*To do*. Your output should consist solely of the lines from the one with "Please point out the mountain ridge" through the end of the records, reproduced exactly, both ends included.

(Dataset entries)
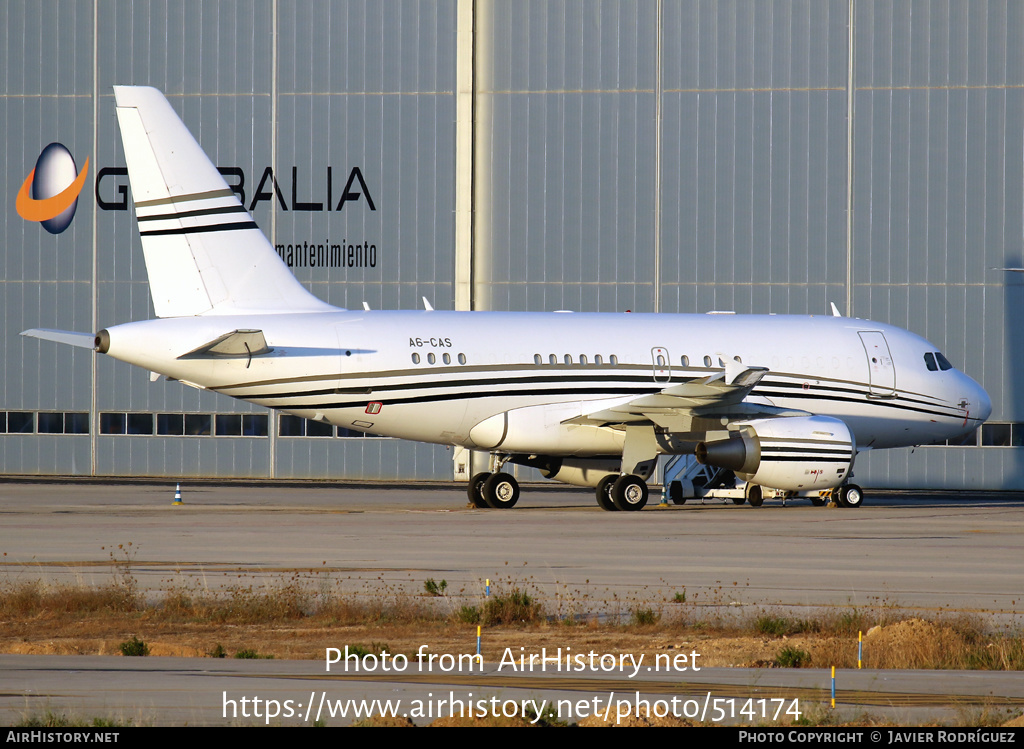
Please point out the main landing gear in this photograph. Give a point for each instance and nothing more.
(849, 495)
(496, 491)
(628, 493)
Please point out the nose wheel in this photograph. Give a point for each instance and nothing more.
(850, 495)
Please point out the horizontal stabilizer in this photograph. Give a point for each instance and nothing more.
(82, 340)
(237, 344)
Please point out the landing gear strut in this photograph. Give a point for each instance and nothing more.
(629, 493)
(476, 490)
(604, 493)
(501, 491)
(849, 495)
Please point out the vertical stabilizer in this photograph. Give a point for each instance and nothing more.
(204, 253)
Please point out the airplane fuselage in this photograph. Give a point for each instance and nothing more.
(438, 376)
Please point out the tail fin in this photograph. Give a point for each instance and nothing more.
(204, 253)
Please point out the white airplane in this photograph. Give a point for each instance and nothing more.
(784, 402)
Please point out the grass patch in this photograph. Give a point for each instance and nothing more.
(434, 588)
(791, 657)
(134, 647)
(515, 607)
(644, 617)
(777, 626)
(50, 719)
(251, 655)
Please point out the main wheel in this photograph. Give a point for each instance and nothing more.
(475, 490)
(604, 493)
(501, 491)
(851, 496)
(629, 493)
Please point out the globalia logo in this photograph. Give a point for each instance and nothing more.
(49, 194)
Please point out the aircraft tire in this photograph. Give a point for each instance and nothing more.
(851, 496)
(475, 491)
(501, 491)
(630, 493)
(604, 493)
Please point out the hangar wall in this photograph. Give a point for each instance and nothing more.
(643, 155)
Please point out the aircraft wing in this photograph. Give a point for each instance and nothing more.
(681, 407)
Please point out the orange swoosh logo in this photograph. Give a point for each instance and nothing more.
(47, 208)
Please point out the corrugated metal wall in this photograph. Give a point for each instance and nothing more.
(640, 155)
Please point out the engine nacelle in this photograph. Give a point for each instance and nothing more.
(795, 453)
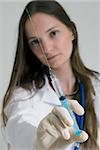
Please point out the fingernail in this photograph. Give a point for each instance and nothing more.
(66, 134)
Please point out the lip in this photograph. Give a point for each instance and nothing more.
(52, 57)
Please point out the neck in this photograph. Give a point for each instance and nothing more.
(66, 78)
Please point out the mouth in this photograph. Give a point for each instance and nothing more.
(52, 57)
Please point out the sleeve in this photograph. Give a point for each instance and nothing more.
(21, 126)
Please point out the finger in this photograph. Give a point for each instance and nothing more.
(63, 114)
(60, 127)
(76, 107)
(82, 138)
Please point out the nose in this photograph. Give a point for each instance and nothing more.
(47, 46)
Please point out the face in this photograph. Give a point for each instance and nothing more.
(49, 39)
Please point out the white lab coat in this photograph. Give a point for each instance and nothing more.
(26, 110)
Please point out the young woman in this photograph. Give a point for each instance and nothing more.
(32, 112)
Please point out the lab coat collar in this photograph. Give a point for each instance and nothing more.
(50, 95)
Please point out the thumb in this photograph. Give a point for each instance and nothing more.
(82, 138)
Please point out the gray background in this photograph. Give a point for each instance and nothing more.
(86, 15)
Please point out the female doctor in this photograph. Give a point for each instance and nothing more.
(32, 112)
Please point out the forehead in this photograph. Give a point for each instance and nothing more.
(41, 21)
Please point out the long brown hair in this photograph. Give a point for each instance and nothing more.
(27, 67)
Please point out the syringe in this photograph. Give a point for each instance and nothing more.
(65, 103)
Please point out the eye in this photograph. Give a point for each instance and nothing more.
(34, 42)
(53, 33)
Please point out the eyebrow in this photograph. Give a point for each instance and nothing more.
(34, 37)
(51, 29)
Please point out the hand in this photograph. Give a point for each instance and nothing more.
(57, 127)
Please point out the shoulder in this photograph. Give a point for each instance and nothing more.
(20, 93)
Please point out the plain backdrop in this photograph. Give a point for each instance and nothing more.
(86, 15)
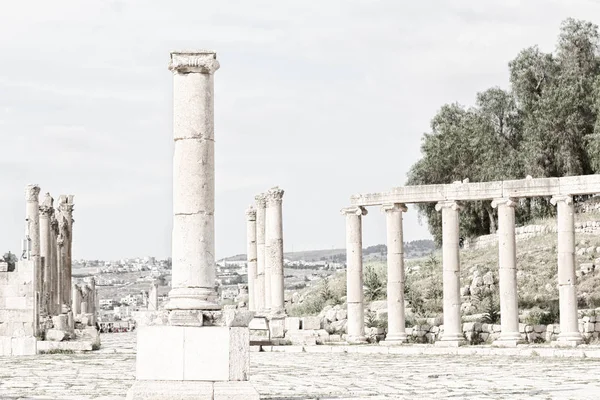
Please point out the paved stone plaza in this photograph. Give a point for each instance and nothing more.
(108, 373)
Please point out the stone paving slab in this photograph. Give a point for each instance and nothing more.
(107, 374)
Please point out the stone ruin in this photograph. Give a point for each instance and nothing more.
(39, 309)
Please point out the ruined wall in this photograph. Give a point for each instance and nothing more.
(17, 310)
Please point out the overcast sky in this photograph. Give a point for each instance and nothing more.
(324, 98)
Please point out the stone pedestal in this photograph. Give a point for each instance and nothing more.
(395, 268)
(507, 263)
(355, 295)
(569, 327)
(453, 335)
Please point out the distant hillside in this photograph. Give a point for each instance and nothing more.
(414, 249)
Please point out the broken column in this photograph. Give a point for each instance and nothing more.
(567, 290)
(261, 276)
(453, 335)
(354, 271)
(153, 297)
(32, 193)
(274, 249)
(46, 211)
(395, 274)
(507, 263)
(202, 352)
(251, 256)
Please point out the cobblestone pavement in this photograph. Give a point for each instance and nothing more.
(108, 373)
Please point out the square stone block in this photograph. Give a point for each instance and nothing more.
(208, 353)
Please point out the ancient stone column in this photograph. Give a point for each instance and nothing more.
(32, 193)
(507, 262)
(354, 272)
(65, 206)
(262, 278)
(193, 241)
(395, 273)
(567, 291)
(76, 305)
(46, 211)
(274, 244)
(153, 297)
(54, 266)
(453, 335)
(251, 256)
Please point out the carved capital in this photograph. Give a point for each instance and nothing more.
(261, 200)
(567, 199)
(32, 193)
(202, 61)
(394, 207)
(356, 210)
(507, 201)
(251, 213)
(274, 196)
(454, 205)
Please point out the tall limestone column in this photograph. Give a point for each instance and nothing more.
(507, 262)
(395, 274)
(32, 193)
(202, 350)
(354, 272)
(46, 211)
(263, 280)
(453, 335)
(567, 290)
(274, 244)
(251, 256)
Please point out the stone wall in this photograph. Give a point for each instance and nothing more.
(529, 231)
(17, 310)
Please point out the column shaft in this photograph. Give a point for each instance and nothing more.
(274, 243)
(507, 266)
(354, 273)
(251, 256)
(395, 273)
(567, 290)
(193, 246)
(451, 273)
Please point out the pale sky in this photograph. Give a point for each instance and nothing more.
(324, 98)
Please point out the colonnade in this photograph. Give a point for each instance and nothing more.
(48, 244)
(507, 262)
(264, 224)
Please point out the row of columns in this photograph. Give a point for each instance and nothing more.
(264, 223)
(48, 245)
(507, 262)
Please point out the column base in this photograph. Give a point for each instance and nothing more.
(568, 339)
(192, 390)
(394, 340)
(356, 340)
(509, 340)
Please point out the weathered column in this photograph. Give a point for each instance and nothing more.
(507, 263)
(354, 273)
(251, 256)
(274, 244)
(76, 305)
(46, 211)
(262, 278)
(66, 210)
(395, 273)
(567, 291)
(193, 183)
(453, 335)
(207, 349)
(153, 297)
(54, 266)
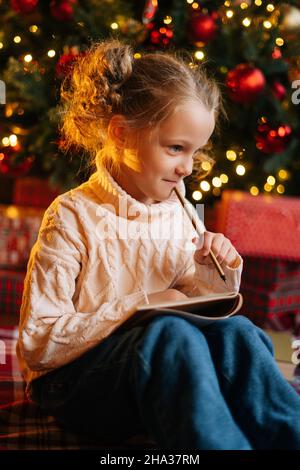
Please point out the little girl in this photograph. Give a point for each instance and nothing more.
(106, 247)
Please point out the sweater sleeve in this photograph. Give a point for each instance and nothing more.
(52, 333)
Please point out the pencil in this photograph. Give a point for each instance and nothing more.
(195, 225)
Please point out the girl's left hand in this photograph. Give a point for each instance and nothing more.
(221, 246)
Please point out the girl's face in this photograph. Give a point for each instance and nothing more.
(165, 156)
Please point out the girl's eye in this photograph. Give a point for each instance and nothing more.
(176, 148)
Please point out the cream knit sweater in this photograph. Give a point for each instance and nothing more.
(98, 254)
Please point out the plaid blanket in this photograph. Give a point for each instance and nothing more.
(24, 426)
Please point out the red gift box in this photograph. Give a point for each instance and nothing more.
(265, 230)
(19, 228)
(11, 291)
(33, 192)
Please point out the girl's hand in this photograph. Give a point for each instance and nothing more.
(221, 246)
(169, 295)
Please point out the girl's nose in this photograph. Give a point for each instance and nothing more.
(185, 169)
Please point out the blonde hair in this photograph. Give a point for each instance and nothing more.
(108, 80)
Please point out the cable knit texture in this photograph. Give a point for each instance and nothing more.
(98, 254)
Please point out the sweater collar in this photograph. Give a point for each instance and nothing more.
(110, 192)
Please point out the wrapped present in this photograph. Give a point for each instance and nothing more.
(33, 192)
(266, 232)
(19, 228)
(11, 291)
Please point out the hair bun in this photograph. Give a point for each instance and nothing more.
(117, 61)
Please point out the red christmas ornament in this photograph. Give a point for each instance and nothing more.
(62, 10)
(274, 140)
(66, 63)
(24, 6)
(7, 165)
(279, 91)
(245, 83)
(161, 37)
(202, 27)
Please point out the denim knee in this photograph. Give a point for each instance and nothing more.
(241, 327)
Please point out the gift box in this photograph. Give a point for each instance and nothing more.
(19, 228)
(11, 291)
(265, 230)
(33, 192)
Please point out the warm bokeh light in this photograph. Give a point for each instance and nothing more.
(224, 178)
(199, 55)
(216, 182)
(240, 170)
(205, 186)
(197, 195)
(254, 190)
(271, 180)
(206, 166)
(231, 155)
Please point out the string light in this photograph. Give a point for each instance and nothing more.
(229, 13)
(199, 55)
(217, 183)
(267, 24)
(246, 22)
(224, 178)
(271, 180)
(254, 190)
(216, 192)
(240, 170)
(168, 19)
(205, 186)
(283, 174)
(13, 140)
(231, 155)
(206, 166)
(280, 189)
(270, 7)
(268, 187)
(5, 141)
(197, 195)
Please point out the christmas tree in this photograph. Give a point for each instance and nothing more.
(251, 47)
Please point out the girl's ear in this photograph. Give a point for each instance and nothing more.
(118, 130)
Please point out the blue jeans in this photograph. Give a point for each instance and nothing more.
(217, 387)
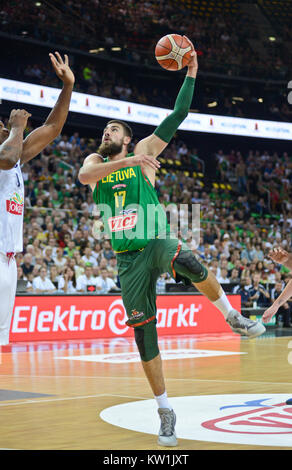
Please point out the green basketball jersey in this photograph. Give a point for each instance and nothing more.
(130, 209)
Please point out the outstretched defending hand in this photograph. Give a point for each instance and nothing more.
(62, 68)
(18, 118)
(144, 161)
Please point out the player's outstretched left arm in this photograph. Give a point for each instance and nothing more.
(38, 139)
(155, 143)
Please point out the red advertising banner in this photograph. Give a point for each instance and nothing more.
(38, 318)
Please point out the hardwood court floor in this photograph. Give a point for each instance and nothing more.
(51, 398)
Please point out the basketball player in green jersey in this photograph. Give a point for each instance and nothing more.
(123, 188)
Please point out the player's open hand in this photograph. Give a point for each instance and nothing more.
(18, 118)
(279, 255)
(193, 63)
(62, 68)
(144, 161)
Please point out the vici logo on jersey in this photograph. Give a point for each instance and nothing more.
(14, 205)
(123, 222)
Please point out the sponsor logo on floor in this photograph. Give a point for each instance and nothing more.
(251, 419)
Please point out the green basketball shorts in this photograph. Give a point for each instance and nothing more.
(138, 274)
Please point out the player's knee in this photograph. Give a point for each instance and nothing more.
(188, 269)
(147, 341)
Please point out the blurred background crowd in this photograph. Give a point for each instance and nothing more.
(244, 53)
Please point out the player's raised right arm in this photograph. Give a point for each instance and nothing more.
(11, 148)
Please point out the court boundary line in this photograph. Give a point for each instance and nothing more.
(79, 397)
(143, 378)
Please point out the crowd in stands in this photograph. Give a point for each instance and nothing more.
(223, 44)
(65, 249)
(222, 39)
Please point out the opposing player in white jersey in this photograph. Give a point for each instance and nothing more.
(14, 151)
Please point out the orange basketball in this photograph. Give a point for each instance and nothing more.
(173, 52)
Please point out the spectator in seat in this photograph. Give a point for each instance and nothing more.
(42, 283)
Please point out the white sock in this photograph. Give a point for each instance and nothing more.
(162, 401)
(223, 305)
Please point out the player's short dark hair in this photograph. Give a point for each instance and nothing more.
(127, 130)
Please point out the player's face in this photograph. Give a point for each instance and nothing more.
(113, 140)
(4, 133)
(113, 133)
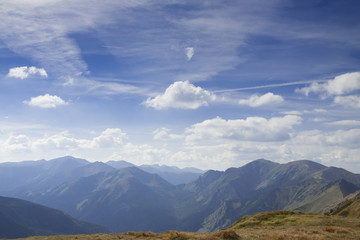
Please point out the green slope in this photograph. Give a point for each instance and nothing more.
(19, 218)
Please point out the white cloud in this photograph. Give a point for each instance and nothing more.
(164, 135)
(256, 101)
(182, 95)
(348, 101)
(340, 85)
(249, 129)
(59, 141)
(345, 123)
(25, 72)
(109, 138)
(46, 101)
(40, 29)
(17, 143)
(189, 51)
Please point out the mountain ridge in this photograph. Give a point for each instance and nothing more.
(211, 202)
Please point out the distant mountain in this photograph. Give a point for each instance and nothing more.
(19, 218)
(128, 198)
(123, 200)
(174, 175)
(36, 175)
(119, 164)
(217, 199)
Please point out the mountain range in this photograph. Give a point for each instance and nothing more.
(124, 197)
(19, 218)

*Response to this task*.
Please point out the mountain ridge in this photograph. Give a point for each instance and nothing more.
(211, 202)
Please point out the distant mountain in this photograph. Give a point for each instance and nothing more.
(19, 218)
(128, 198)
(123, 200)
(174, 175)
(36, 175)
(119, 164)
(217, 199)
Please point out the mountain range in this photograph. Give a point for each instance and nothing more.
(124, 197)
(19, 218)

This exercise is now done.